** BEGIN DATA ROWS **

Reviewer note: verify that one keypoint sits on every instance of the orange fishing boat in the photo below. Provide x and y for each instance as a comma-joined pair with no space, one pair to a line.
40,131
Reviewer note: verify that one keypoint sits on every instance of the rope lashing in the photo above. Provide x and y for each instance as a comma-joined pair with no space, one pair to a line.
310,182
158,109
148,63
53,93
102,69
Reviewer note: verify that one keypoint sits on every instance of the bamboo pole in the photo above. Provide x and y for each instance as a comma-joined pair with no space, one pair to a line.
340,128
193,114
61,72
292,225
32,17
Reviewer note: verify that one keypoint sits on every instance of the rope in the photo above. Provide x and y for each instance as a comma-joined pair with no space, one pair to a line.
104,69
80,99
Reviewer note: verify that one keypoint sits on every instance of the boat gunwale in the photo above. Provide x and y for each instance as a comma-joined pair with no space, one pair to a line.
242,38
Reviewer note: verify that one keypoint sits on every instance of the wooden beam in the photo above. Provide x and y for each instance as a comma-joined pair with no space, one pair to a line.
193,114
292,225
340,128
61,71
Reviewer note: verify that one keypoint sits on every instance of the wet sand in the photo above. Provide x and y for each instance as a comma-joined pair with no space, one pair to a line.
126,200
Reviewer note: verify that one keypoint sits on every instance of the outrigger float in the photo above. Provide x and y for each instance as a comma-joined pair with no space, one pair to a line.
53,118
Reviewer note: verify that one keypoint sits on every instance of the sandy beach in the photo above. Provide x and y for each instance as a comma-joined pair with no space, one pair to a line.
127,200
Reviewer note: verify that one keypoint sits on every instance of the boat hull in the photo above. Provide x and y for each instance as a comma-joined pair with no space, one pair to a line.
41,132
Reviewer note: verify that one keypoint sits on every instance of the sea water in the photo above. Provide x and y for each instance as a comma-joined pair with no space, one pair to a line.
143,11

** END DATA ROWS **
** BEGIN DATA ROWS **

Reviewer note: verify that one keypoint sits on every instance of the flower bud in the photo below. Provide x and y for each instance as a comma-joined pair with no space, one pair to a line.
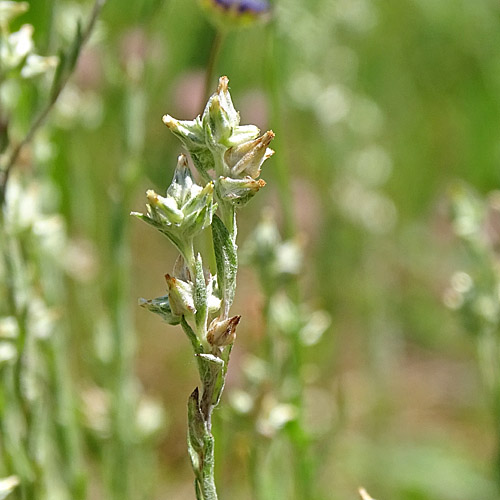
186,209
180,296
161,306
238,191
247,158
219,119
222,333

** END DATA ROWS **
** BEGIN DATA ROWS **

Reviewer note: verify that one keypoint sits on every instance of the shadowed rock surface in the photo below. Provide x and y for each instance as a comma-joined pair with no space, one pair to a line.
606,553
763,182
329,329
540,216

** END DATA ROWS **

Please list every line above that contains the word "shadowed", treating uppercase and lowercase as different.

Reviewer note: verify that one keypoint sits on every instance of the shadowed rock surface in the photo below. Provide x and y for each instance as a comma-joined pair with no space, one pair to a line.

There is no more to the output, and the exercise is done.